ENTRIES SUPPLIED
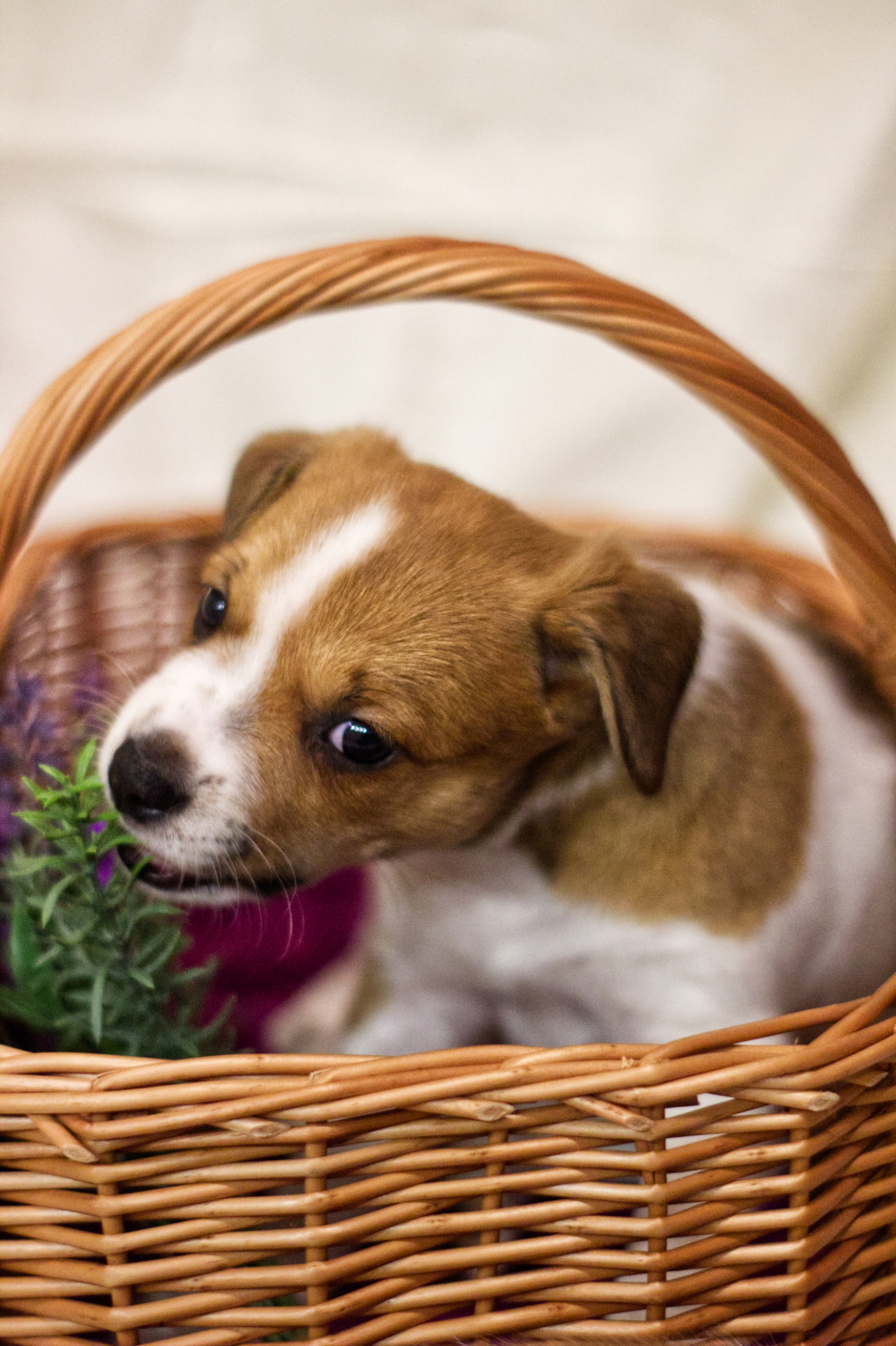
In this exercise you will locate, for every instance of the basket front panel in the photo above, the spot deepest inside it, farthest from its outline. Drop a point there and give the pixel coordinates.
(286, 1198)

* * *

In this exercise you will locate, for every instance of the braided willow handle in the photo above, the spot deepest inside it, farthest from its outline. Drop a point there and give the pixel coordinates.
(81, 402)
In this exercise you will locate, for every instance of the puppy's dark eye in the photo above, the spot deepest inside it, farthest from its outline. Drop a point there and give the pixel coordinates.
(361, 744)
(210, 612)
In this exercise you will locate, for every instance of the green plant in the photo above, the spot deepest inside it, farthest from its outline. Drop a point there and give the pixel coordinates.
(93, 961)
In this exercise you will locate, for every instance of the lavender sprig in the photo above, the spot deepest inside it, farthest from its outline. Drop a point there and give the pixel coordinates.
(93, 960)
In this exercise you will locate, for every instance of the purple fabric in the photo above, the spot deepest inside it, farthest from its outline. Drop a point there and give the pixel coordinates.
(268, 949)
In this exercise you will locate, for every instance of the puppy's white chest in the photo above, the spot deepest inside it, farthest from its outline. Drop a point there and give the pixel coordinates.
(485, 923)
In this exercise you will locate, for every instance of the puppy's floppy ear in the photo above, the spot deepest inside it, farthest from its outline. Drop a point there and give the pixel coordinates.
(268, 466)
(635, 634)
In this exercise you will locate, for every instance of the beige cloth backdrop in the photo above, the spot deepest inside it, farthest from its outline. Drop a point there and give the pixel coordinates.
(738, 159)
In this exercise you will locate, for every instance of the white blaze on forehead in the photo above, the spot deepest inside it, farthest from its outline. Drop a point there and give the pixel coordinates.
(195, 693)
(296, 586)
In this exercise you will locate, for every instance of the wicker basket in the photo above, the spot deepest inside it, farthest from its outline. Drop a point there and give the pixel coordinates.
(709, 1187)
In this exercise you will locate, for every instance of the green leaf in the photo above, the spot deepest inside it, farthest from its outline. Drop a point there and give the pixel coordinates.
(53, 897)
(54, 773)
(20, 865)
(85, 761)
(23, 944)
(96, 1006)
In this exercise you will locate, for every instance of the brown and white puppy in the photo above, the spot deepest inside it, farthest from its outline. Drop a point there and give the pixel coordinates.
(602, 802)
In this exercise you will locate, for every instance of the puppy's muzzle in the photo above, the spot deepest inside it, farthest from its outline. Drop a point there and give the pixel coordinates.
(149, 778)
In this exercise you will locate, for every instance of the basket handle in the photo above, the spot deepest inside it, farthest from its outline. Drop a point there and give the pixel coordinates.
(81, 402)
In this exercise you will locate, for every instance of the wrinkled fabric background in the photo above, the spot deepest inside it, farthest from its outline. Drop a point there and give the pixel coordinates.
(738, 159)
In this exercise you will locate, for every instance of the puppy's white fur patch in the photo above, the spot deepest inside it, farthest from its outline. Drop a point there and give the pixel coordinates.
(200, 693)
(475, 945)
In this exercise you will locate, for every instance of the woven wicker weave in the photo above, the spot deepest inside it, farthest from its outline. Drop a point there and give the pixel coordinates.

...

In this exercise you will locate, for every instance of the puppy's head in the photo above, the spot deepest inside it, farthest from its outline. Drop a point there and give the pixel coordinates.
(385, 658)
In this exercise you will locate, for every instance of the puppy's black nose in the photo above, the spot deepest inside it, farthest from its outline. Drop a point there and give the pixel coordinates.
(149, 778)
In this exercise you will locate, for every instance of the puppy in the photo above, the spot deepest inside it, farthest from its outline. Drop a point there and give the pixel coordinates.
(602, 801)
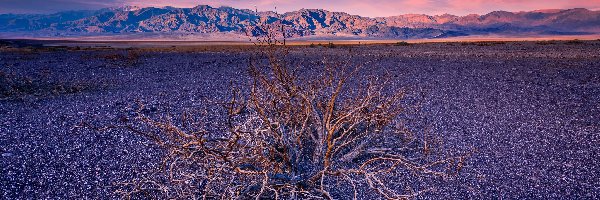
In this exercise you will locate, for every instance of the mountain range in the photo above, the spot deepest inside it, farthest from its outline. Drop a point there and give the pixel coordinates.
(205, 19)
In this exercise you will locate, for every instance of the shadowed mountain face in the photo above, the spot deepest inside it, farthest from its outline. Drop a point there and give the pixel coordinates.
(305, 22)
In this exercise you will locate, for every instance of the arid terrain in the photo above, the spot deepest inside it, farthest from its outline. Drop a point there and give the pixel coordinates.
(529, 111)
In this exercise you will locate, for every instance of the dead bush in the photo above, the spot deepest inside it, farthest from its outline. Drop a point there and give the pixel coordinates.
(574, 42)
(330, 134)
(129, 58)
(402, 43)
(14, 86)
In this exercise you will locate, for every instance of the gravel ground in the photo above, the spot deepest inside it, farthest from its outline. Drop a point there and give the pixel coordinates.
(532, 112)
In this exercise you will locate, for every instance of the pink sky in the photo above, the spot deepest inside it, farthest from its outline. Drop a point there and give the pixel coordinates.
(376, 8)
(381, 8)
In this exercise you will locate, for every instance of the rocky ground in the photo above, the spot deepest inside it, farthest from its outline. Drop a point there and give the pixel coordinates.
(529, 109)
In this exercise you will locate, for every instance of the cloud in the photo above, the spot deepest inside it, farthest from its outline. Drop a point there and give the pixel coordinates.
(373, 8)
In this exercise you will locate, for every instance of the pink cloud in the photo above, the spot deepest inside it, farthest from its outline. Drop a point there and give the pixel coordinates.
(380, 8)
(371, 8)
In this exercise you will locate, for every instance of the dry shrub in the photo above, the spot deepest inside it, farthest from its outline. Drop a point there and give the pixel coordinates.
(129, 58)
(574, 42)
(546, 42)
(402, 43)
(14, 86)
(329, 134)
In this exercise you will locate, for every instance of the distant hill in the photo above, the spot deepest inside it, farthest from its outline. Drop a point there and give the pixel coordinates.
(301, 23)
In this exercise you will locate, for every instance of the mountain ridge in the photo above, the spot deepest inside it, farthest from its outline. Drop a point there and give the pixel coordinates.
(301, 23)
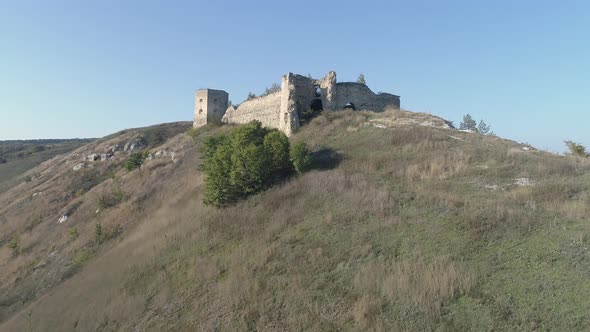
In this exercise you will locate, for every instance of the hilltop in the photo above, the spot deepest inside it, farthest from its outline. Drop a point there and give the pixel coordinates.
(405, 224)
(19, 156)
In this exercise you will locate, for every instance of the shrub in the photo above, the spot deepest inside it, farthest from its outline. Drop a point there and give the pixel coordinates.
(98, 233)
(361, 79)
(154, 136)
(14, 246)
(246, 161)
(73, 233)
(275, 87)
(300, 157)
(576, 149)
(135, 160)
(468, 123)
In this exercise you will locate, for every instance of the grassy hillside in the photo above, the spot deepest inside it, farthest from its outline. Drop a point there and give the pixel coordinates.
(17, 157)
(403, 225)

WRITTEN PROBLEM
Write out again the part that opens with the line containing "of the white" and closes with the line containing "of the woven", replacing "wicker" with "rattan" and changing nothing else.

RESPONSE FOR THIS EXERCISE
In this exercise you will locate, for every instance of the white blaze on forehead in the photo above, the spot deepest inside it, farthest from its outline. Drop a point there and give the pixel coordinates.
(195, 693)
(296, 586)
In this exercise you will locate, for every instance of the rattan basket in the photo above, the spot deepest inside it, farthest from its outline. Drop a point there and give the pixel coordinates.
(709, 1187)
In this exercise you will locate, for every instance of the green leaf in the photo above, the spot deepest inside it, farthest from its outline. Drop a point there and give the pixel coordinates.
(53, 897)
(54, 773)
(20, 865)
(85, 761)
(23, 944)
(96, 1006)
In this exercise you will locate, for every instance of the brown and white puppy in the photo above, the spot deepest inside it, farthest from its outline. Drop a point there and give the pixel coordinates.
(602, 802)
In this exercise you will locate, for every instance of the puppy's muzzle in the photo above, the spot deepest inside it, farthest from its outline. Drop a point there and give the pixel coordinates.
(149, 778)
In this exercise you will locate, for every instance of the basket handle in the photo above, the spot deepest inside it, farthest from its outline. Drop a point there and give the pixel coordinates.
(81, 402)
In this exercise you will locate, for every instance of the wrinkled fabric background in the photo above, the spot deepest inside it, farthest from its outline. Drop a point there and give the pixel coordinates.
(738, 159)
In this exercise you will locate, for every instance of the puppy's white fur patch in the photo above, the spot deepest inside it, farthest from its outline. Drop a point there and give the pixel coordinates.
(200, 693)
(475, 945)
In this exercise you will locate, for every instance of the woven rattan weave in the photo above, the spot deepest inside it, farthest from its outline. Drop a point there and give the pixel coordinates.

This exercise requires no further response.